> _EXERCISE DESCRIPTION_:
Go through the data that follows and restate each line exactly as it reads.
** Opening MATERIAL SUPPLIED block **
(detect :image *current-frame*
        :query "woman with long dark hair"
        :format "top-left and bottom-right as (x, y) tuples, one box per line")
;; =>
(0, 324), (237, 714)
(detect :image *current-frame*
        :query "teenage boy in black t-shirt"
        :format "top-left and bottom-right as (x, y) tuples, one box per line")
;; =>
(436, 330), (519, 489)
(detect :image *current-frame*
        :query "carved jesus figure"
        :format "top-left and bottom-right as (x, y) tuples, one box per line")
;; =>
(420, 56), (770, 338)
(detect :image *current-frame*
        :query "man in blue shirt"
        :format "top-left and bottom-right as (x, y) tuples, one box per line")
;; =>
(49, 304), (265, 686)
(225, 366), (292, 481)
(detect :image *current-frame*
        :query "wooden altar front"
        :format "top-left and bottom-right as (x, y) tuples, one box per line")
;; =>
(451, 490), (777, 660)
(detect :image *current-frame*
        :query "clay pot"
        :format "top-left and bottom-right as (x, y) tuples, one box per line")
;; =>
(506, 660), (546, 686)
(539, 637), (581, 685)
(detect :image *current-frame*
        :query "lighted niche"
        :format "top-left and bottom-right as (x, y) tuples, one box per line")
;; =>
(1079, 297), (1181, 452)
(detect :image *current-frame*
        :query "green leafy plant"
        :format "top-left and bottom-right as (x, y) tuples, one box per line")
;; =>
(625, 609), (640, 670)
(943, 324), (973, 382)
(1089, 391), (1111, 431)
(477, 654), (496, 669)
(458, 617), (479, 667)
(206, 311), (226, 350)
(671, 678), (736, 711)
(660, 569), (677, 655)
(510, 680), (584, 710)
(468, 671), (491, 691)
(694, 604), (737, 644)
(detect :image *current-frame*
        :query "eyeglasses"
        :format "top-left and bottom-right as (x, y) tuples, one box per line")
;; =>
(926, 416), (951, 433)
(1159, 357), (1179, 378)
** Closing MATERIAL SUPPLIED block **
> _EXERCISE OUTPUT_:
(detect :image *current-frame*
        :query "woman with long dark hair"
        :format "top-left and bottom-right as (x, y) tuples, one box per line")
;; =>
(0, 324), (237, 714)
(detect :image *current-frame*
        :query "teenage boy in black t-shirt"
        :format "top-left and bottom-right as (x, y) tuples, one box per line")
;; =>
(436, 330), (519, 489)
(detect :image *current-frame*
        :query "carved jesus figure"
        :format "top-left and bottom-right as (x, y) tuples, one box per line")
;; =>
(420, 56), (770, 338)
(detect :image *current-frame*
        :query "man in blue shirt"
        :format "top-left and bottom-right as (x, y) tuples, one box per line")
;; =>
(49, 304), (265, 686)
(225, 366), (292, 481)
(detect :image *current-frame*
        :query "wooden altar front"
        :format "top-left and bottom-right as (x, y) tuples, one box per line")
;; =>
(451, 490), (777, 660)
(detect :image *current-frame*
        :query "clay pot"
        :format "top-left and bottom-right as (x, y) tuples, one box per line")
;; =>
(506, 660), (546, 686)
(539, 637), (581, 685)
(detect :image *current-frame*
        :query "lighted niche"
        :format "top-left and bottom-right as (x, y) tuples, one box per line")
;; =>
(1079, 297), (1181, 452)
(detect :image *current-frame*
        :query "green leafy plant"
        :format "top-left and bottom-right as (x, y) tuples, one box per line")
;; =>
(625, 609), (640, 670)
(943, 324), (973, 382)
(1089, 391), (1111, 431)
(477, 654), (496, 669)
(458, 617), (479, 667)
(206, 311), (226, 350)
(671, 678), (736, 711)
(660, 569), (677, 655)
(510, 680), (584, 710)
(468, 671), (491, 691)
(694, 604), (737, 644)
(detect :image *current-frame*
        :query "eyeglasses"
        :format "top-left and bottom-right as (x, y) tuples, one box per line")
;; =>
(926, 416), (951, 433)
(1159, 357), (1179, 378)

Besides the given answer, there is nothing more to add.